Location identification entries
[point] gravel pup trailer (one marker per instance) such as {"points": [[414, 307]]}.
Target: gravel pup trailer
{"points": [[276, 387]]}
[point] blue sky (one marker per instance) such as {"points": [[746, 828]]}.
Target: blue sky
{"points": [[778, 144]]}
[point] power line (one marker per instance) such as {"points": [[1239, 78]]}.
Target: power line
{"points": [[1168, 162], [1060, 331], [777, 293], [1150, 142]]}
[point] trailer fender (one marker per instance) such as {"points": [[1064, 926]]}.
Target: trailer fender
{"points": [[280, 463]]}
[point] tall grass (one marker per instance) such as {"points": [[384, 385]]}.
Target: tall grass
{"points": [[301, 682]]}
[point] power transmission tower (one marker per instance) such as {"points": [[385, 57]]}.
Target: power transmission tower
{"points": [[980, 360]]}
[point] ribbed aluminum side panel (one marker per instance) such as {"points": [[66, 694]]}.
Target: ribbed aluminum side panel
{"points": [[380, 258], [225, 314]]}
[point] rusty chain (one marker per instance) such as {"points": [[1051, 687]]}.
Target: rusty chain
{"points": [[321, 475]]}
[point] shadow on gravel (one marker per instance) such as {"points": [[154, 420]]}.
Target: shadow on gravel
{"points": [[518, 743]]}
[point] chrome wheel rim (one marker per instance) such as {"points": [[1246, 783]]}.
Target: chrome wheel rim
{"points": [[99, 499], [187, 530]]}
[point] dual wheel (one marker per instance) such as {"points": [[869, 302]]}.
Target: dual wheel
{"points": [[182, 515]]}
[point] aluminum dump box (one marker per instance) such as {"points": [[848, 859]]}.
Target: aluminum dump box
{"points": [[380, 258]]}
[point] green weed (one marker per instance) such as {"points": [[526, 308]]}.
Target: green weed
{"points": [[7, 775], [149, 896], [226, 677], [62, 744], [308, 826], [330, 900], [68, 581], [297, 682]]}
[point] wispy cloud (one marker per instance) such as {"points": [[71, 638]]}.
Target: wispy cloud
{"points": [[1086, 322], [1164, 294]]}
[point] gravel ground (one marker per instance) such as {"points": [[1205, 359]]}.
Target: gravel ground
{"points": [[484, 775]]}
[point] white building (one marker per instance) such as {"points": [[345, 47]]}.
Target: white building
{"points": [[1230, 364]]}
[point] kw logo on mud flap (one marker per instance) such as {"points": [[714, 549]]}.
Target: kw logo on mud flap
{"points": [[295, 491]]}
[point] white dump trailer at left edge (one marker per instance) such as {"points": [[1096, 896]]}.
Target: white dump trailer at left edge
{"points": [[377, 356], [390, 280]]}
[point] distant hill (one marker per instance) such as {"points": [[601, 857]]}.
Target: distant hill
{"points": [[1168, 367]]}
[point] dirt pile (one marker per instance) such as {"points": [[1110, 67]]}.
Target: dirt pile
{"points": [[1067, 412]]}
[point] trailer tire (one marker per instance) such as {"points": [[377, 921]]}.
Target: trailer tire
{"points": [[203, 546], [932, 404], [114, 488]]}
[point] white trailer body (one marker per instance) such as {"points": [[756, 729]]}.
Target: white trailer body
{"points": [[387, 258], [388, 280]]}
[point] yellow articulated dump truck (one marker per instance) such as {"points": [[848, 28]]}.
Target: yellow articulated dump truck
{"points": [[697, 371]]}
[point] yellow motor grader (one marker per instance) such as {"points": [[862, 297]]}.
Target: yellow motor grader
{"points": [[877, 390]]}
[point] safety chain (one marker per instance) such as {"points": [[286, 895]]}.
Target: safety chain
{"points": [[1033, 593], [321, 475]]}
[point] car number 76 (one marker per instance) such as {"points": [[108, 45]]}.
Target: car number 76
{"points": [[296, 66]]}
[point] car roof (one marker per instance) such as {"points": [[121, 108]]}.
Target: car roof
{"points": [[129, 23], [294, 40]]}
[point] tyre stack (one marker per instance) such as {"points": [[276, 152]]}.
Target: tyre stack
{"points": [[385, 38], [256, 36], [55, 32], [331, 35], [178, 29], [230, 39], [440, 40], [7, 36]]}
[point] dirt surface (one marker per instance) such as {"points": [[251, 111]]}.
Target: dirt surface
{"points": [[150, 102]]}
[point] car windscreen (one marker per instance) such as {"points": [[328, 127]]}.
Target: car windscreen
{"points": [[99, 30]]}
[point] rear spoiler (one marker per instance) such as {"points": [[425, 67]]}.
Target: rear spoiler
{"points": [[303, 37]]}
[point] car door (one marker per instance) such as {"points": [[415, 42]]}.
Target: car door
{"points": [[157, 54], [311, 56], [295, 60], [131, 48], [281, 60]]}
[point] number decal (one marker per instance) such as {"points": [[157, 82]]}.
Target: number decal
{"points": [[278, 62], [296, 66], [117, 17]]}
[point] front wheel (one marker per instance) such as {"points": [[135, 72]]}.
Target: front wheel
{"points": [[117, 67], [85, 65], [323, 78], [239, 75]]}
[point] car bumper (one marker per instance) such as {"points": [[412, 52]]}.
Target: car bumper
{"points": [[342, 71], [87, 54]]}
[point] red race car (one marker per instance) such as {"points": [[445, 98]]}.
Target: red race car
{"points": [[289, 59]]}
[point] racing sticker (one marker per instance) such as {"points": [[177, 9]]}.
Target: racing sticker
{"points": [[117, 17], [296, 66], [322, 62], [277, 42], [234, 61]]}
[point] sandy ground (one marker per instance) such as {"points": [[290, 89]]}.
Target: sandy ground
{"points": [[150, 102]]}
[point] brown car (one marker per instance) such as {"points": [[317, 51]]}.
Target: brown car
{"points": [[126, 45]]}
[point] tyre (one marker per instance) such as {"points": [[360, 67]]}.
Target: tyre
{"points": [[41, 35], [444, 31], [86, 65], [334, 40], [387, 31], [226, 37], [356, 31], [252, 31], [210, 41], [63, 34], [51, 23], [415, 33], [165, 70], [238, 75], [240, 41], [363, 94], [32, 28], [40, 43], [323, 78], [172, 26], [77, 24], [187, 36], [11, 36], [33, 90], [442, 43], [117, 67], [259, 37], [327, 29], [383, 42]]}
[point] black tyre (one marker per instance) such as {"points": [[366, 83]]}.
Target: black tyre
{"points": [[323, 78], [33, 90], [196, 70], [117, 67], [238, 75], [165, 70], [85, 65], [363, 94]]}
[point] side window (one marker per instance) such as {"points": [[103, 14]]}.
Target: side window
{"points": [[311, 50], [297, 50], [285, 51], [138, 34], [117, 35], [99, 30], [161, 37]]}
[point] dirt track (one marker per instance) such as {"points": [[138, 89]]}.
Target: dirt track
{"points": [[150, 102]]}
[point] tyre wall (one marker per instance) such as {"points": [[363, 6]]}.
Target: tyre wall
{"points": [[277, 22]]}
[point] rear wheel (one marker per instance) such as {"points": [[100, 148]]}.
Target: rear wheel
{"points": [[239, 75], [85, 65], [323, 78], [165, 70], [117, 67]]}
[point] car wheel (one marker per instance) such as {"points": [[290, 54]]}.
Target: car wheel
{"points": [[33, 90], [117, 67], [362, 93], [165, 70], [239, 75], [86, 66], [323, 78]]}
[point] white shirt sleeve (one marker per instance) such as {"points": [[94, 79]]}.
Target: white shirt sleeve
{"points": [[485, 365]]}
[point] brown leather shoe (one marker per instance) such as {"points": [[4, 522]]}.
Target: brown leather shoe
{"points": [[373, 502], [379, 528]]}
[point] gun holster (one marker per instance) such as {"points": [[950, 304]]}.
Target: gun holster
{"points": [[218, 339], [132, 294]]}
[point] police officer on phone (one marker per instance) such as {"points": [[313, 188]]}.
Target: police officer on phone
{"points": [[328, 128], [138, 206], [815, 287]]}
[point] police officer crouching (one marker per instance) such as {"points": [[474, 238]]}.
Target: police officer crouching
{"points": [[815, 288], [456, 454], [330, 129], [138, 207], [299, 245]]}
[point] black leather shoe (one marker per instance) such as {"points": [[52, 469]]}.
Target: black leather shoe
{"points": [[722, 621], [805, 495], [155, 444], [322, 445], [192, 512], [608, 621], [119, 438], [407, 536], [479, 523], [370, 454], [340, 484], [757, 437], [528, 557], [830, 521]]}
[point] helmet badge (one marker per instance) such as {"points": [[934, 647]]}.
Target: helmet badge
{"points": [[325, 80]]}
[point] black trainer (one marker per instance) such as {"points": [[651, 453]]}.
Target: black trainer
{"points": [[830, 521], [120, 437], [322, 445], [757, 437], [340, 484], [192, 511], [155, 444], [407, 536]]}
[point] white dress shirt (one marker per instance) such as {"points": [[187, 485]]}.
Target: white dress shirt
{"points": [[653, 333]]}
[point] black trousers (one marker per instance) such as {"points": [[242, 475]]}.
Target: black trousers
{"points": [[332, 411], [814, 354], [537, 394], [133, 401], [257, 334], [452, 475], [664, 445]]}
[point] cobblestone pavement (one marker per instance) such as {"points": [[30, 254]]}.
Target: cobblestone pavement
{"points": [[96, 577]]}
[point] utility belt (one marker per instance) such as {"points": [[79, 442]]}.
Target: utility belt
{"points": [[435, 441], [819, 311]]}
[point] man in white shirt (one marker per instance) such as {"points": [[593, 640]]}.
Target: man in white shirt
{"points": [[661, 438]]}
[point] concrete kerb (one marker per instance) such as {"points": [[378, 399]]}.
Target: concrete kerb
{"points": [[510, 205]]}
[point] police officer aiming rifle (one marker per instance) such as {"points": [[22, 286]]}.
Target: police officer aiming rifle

▸ **PROBLEM DESCRIPTION**
Please extract, unchanged, the lines of the records from the line containing "[point] concrete kerb" through the end of the records.

▸ **SOLUTION**
[point] concrete kerb (one marker per instance) such as {"points": [[378, 399]]}.
Target: concrete kerb
{"points": [[510, 205]]}
[point] police officer aiming rifle (one marker per instance) such as {"points": [[22, 286]]}.
Target: police officer aiming rifle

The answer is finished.